Okay, great, thanks.

speaker
spk01

The next question comes from Shrey Srivastava from Citi. Please go ahead.

speaker
Shrey Srivastava

Thank you very much for taking my questions. You've obviously highlighted the new deposit products you've introduced during the quarter in Finland, Norway, and Sweden, and the fact that you continue to see migration from transaction to savings. Given you've obviously got a unique vantage point across the Nordics, could you highlight the difference in these deposit makeshift trends that you're seeing by country, if that's all right? And my second question would be on significant risk transfers. This obviously had an impact on your provisions, your fee and commission income, and obviously capital. Is this something you foresee yourself doing at this run rate for the foreseeable future, and thus should we extrapolate the impact going forward to the next quarters, or is this more opportunistic and we shouldn't be extrapolating it? Thanks very much.

speaker
Ian

Morning, Shrey. So we tend not to talk in detail about the sort of split between countries. Generally speaking, our household deposits are about 40% transaction accounts, 60% savings or remunerated deposits. Over the last 12 months, that's probably shifted by 8 or 9 percentage points between the two. But the rate of mix change has slowed over the last few months. And that's what you'd expect to see. We've often talked about customers getting used to the new environment. So I think that mix is probably going to be reasonably stable from now on. And I think the encouraging thing is that customers really like our new products and we find ourselves in many markets doing well and capturing market share. So I think that feels reasonably stable in terms of the shape of the deposit book. On SRTs, the reason we highlighted it this time is it has had more of an impact on both those lines you highlight. the guarantee fee coming through the commission income line, and then the benefit coming through on loan losses. We use these probably more actively than our Nordic peers. We think it's often a good way to deliver capital efficiency. And not in any way opportunistic. So we'll continue to do a couple each year. And it's a reasonable contribution, I think, to our capital efficiency. So no volatility. We just wanted to highlight the impact this time around because it was a bit different.

speaker
Shrey Srivastava

That's very clear. Thank you very much.

▸ Work task 1
Collect every line in the entries below that contains the string "negative", and copy each one unchanged.
▸ Work task 2
Extend the earnings call transcript above by writing what comes next after its final line.

▸ Raw data
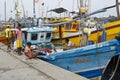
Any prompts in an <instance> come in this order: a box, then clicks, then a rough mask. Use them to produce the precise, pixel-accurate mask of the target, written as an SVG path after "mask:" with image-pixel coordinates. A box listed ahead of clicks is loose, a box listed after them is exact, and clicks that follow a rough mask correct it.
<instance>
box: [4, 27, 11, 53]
mask: <svg viewBox="0 0 120 80" xmlns="http://www.w3.org/2000/svg"><path fill="white" fill-rule="evenodd" d="M5 35H6V40H7V41H6V42H7V46H8V47H7V51H10V50H9V49H12V48H11V40H10V29H9V26H7V28H6V29H5Z"/></svg>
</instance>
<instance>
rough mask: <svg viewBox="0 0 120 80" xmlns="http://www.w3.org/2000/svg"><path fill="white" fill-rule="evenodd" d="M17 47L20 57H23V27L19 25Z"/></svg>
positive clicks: (17, 50)
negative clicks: (22, 34)
mask: <svg viewBox="0 0 120 80" xmlns="http://www.w3.org/2000/svg"><path fill="white" fill-rule="evenodd" d="M16 46H17V51H18V55H22V53H21V52H22V31H21V25H20V24H19V25H18V27H17V30H16Z"/></svg>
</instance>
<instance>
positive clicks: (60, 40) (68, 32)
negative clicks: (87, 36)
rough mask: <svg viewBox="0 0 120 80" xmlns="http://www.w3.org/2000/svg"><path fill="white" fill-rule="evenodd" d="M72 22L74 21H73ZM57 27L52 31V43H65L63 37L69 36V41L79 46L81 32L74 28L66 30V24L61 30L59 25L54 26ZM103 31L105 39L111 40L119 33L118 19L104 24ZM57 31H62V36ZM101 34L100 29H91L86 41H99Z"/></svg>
mask: <svg viewBox="0 0 120 80" xmlns="http://www.w3.org/2000/svg"><path fill="white" fill-rule="evenodd" d="M73 24H74V22H73ZM56 28H57V29H56V30H55V31H54V32H53V39H52V43H53V44H60V43H62V44H63V45H64V44H65V39H66V38H69V39H70V41H72V42H73V43H74V44H75V46H80V42H81V40H82V34H81V33H80V32H78V31H77V30H76V29H75V30H72V29H71V30H69V31H67V30H66V25H64V26H63V27H62V28H61V31H60V29H59V27H56ZM104 28H105V31H106V33H107V36H106V39H107V40H112V39H114V38H115V36H117V34H118V33H120V20H119V21H115V22H110V23H107V24H104ZM59 32H62V35H63V36H62V37H61V35H60V33H59ZM101 36H102V30H99V31H98V30H93V31H92V32H91V34H90V36H89V37H88V41H89V40H92V41H93V42H94V43H97V42H100V41H101Z"/></svg>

▸ Answer box 1
negative clicks: (22, 34)
negative clicks: (87, 36)

▸ Answer box 2
speaker
spk01

The next question comes from Magnus Anderson from ABGSC. Please go ahead.

speaker
Anderson

Yes, good morning. First, just the unknown capital there to conclude, follow up to Andreas's question. So, as I read you, nothing has changed with regards to your estimated 10 billion risk-weighted asset impact from the retail models, the 6 billion estimated impact from Basel IV. or the 17 to 18 billion estimated capital repatriation between 22 and 25. Is that correct?

speaker
Ian

So all of those things are central to our capital plans. We don't see any changes at this stage.

speaker
Anderson

And the corporate models, still your best guess is that you would get that approval in 26?

speaker
Ian

I think that's the earliest we can expect, yes.

speaker
Anderson

Okay, and no quantification or anything like that there?

speaker
Ian

No, not at this point. I think we're working with the ECB on what we're seeing with those models and what their requirements might be. And when we get a better sense, we'll update you guys.

speaker
Anderson

Okay, thank you. Then secondly, on costs, two things there. First of all, In the Q4 report or at the telephone conference you gave kind of a soft cost guidance for 24 or flat or slightly up, including restructuring costs for the Norwegian operations, whether that's still valid, that's number one. And number two, you also said that you would respond with cost initiatives if the income environment would turn tougher, which it could of course with rates going down. So I was just wondering, in what business areas or functions would we see such initiatives?

speaker
Frank

I would say right now we are in line with our plan. So nothing has changed to what we said in Q4 on costs. We're steering with a firm hand. We are continuing, as you know, to invest heavily within technology, digital offering, cyber, ESG, financial crime prevention, and etc., And we have actually added more to this investment basket this year than last year. So it's very significant. And although these extra investments, we are still in line with our plan. What I'm trying to say is that we have actually already taken extra actions to ensure that we follow our plan. If we should end up in a situation where we would need to do even more on the cost side, there are a number of areas where we could reduce spending. There's no free lunches, so if we would do it, And then we would, of course, first of all, try to ensure that it would not sort of like hurt our franchise. Secondly, we would be quite confident or we would need to be quite confident that we would not see a pickup in growth in societies within short. And the reason for that is starting to reduce sales capacity and whatnot is, of course, very easy to do, but it comes with a consequent short midterm as well. But you can rest assured, if that happens, that we need to work even harder with the cost. We will do it, and we have a number of initiatives lined up without going into more details.

speaker
Nicholas McBeath

Okay. Thank you.

speaker
spk01

The next question comes from Sophie Petersens from J.P. Morgan. Please go ahead.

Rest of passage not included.